Short problem:
Quote the data below verbatim, keeping every line.

Dataset excerpt:

┏━━

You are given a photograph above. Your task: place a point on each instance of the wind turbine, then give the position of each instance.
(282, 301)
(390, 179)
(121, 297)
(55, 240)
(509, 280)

┗━━

Task result:
You are given a photograph above. Your task: place a point on each instance of the wind turbine, then give the position of each instance.
(282, 301)
(390, 179)
(121, 297)
(55, 240)
(509, 280)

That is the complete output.